> **ЧТО СДЕЛАТЬ**
Выпишите все годы, упомянутые в отрывке о Раковском. Каждый год укажите один раз, от раннего к позднему.

Секретные архивы НКВД-КГБ - Сопельняк Борис Николаевич - Страница 19
- Предыдущая
- 19/23
- Следующая
Несколько позже, в 1922-м, когда Троцкий был на пике всевластия и популярности, в одном из выступлений он сказал:
– Исторической судьбе было угодно, чтобы Раковский, болгарин по происхождению, француз и русский по общему политическому воспитанию, румынский гражданин по паспорту, оказался главой правительства в Советской Украине.
Да-да, не удивляйтесь, в 1917-м Раковский окончательно перебрался в Россию, стал большевиком, комиссаром отряда знаменитого матроса Железнякова, того самого Железнякова, который практически разогнал Учредительное собрание, а затем сражался против деникинцев и был смертельно ранен при выходе из окружения.
А дипломатом Раковский чуть было не стал еще в конце
1918-го. Дело в том, что как раз в это время в Германии произошла так называемая Ноябрьская революция и был объявлен съезд Советов Германии. Ленин тут же решил направить на съезд делегацию, в состав которой вошел и Раковский. Так случилось, что делегацию перехватили верные кайзеру офицеры, и ленинских посланцев чуть было не расстреляли. Когда с германской революцией было покончено, Раковского назначили полпредом в Вену. Австрийские власти агреман дали, но немцы отказались пропустить его через свою территорию – и до Вены он не добрался.
Так как Гражданская война была в самом разгаре, Раковского в качестве члена Реввоенсовета бросают то на Южный, то на ЮгоЗападный фронт, где он рука об руку воюет с Михаилом Фрунзе и будущим маршалом Советского Союза Александром Егоровым. А председателем Совнаркома Украины Раковский стал в январе
1919-го и оставался на этом посту до 1923-го. Но еще в 1922-м его включили в состав делегации, отправлявшейся на Генуэзскую конференцию. Вскоре после ее завершения Раковского назначают заместителем наркома иностранных дел и тут же в качестве полпреда отправляют в Лондон.
Отношения с Англией тогда были прескверные. Одной из главных проблем, которая мешала установлению взаимовыгодных отношений, были долги царской России. Поначалу советское правительство отказывалось признать эти долги: рабочий класс, мол, у английских буржуев никаких денег не брал, а что касается национализированной собственности, то все эти фабрики и заводы построены руками русских рабочих и по праву принадлежат народу, а не британским держателям акций. Тогда Лондон дал понять, что ни о каком признании СССР де-юре не может быть и речи. Советский Союз превратится в страну-изгоя, с которой никто не станет ни торговать, ни под держивать дипломатические отношения.

> **СОХРАНЁННЫЕ ДАННЫЕ**
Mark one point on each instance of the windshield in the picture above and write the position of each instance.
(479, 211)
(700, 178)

> **ОТВЕТ**
1917, 1918, 1919, 1922, 1923